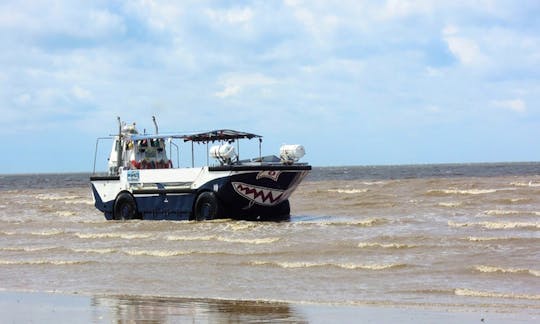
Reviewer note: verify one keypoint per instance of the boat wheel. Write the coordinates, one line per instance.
(206, 207)
(125, 207)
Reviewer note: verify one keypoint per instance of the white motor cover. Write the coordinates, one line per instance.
(290, 153)
(224, 152)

— TASK INSTRUCTIONS —
Your copy should match the records above word for word, but without images.

— RESULT OF THIS TASK —
Reviewer note: verify one keypoint per instance of the boat wheel. Write the coordinates, one line per instance.
(206, 207)
(125, 207)
Reviewer note: verify one keypoint per instance of the white motor cover. Write the coordinates, one line per instance.
(290, 153)
(224, 152)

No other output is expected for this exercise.